** START OF Source extract **

Do I have to have a center tap for this application?  And if so, could somebody give me a simple explanation of why?  The schematic shows one, but I was wondering if I could just wire up something like the Carnhill 10k:600R offerings from AML.  Or Edcor XSMs or similar.  It would save me bundles of money over the Jensens, which are really pricey.

The schematic for the circuit is available here:
https://web.archive.org/web/20030408091534/http://www.hamptone.com/figure1.htm

More info:
https://web.archive.org/web/20030407232915/http://www.hamptone.com/mic-pre_kit.htm

Thanks
 
I don't see a centre tap on the output transformer in the circuit you posted. I do see a connection ti the transformer core. Any Carnhill or Edcor 10K:600 transformer should be OK.

Cheers

Ian
 
It is a nice preamp schematic, very straightforward.
Could either sound great or ugly depending on building quality.
Most critical components are:
  • input and output x-formers
  • C2, C4, C5
  • C1, C3
in this order.

And, of course, the quality of the power supply will also have a big influence on sound.

Go for cheap components and you will get cheap sound,
Go for all the quality you can afford if you wanna get quality sound.
It's that simple.
You know what you are looking for.

For the output you could look for some vintage x-former like UTC A26 or Stancor WF-36
primary windings in parallel for both of them.
Good sound, but they are getting rarer and rather expensive this days.
I am not sure you will save on Jensens.

I also happen to make some great outputs for the same use.
Gorgeous sound but rather pricey,
as you should expect from high quality gear.
 
Ciro Marzio said:
Go for cheap components and you will get cheap sound,
Go for all the quality you can afford if you wanna get quality sound.
The vast majority of components available from reputable suppliers like Mouser/Digiey/Farnell are high quality. There is no need or point in buying expensive exotic components because they will sound no better.

In this particular design, where there is no negative feedback, the sound will mostly be determined by the tubes, not the passive components that surround them.

Cheers

Ian
 
ruffrecords said:
The vast majority of components available from reputable suppliers like Mouser/Digiey/Farnell are high quality. There is no need or point in buying expensive exotic components because they will sound no better.

** END OF Source extract **
** START OF Provided data **

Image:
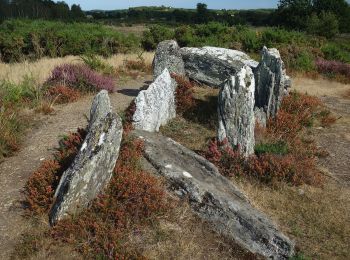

** END OF Provided data **

## Required work
1. In the preamp forum thread, answer these:
(a) Which transformers does the first poster name as cheaper options than the Jensens?
(b) Which two vintage output transformers are suggested?
(c) In this design, what does Ian say will mostly determine the sound?
2. Please reproduce the passage of the preamp forum thread that opens with the words "It's that simple." and closes with "save on Jensens.".

## Answers provided
1.
(a) The Carnhill 10k:600R offerings from AML, and Edcor XSMs or similar.
(b) The UTC A26 and the Stancor WF-36.
(c) The tubes, not the passive components that surround them.

2.
It's that simple.
You know what you are looking for.

For the output you could look for some vintage x-former like UTC A26 or Stancor WF-36
primary windings in parallel for both of them.
Good sound, but they are getting rarer and rather expensive this days.
I am not sure you will save on Jensens.